[Extracted records]
↓↓↓

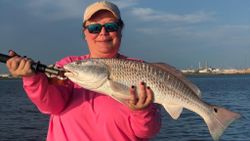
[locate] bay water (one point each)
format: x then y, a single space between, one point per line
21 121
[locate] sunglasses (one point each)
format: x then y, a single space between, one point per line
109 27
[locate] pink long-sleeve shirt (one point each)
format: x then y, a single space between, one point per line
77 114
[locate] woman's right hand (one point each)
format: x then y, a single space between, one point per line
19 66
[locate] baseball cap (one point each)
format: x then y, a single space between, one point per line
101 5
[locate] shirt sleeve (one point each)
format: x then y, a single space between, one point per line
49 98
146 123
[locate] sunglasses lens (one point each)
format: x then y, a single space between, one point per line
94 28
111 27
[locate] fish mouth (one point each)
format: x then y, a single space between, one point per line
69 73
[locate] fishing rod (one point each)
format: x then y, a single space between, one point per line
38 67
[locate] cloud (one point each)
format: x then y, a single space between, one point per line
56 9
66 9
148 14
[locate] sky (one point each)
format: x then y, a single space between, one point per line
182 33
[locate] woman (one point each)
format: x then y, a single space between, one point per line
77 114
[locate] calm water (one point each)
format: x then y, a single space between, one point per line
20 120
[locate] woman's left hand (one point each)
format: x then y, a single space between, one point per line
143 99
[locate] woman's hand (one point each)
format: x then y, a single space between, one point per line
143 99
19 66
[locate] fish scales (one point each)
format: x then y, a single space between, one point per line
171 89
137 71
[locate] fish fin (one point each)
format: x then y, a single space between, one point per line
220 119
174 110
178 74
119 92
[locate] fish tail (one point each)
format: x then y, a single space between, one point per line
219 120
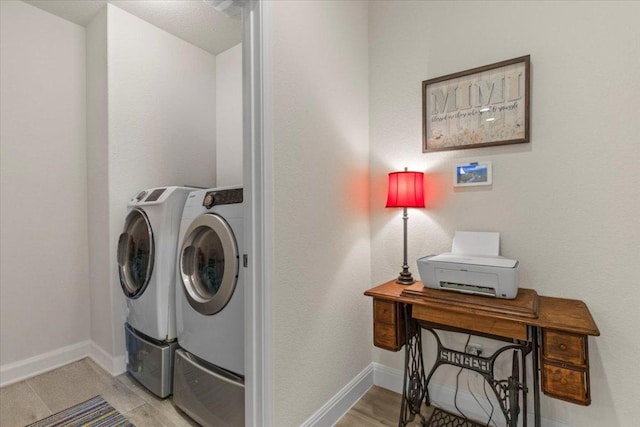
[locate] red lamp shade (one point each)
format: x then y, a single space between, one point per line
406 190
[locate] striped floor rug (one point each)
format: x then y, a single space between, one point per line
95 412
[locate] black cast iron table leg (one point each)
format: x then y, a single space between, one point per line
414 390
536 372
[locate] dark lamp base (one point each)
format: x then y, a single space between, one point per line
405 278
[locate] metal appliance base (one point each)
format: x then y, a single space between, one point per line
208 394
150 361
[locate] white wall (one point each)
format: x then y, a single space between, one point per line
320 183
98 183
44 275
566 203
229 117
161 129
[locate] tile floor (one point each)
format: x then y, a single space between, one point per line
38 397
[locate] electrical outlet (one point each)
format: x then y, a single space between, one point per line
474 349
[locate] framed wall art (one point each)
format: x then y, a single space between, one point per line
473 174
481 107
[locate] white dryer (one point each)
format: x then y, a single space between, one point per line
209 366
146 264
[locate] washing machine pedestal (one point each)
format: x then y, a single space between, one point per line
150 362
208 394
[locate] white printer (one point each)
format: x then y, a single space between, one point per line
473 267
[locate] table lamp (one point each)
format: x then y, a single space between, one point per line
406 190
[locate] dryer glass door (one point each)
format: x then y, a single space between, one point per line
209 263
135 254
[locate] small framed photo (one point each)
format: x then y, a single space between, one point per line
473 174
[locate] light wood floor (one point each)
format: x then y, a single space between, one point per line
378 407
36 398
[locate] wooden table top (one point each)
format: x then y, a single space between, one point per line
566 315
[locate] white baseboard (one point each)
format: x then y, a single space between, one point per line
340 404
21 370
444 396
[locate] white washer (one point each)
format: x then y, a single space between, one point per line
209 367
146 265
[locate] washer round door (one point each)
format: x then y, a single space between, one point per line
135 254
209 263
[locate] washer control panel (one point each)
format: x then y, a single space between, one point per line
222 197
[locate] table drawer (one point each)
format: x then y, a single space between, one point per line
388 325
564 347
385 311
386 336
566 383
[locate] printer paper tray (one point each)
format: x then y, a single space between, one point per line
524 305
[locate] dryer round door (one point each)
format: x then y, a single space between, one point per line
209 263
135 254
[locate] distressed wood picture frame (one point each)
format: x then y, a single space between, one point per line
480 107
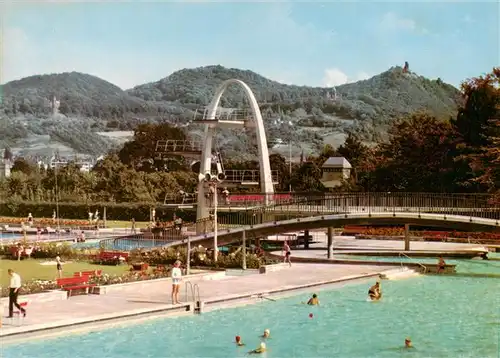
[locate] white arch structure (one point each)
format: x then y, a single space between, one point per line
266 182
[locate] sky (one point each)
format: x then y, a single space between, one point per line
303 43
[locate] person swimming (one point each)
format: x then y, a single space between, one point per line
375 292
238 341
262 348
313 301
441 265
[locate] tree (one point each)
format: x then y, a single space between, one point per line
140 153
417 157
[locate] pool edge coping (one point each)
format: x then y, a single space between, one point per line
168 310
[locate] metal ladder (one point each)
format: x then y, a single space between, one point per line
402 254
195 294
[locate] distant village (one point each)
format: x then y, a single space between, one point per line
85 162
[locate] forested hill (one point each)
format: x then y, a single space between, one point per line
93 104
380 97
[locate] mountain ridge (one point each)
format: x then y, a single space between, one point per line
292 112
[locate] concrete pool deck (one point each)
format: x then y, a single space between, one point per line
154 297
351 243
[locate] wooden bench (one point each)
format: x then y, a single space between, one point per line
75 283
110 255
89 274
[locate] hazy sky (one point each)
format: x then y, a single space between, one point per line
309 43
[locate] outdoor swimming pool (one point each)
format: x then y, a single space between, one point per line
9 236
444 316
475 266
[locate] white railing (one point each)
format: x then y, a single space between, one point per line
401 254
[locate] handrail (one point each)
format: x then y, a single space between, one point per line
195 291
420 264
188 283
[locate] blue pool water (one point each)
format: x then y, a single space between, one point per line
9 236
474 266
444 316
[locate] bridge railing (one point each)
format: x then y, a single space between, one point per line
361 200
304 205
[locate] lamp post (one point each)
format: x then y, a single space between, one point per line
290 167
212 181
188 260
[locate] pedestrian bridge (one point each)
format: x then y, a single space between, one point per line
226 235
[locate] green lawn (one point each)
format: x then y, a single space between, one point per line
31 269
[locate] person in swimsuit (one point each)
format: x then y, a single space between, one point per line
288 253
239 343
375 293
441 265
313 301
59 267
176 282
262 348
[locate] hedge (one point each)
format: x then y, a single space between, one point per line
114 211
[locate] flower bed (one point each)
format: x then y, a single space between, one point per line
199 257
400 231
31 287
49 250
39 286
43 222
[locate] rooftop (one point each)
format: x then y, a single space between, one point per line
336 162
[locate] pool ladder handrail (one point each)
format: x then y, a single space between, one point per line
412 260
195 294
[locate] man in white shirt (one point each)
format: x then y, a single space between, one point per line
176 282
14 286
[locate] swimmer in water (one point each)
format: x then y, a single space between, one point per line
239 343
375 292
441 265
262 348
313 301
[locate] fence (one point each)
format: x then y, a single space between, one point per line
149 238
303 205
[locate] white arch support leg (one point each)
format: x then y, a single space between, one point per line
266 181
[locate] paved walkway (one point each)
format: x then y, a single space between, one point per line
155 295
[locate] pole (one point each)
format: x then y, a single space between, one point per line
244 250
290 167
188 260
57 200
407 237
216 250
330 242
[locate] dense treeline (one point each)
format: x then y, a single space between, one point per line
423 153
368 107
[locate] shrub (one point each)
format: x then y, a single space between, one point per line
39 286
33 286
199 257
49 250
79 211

↑↑↑

§ Task requirements
From the entries above, return each line with the word "washer" in it.

§ Answer section
[locate] white washer (one point each)
[locate] washer round door (one point each)
[locate] washer control panel (one point each)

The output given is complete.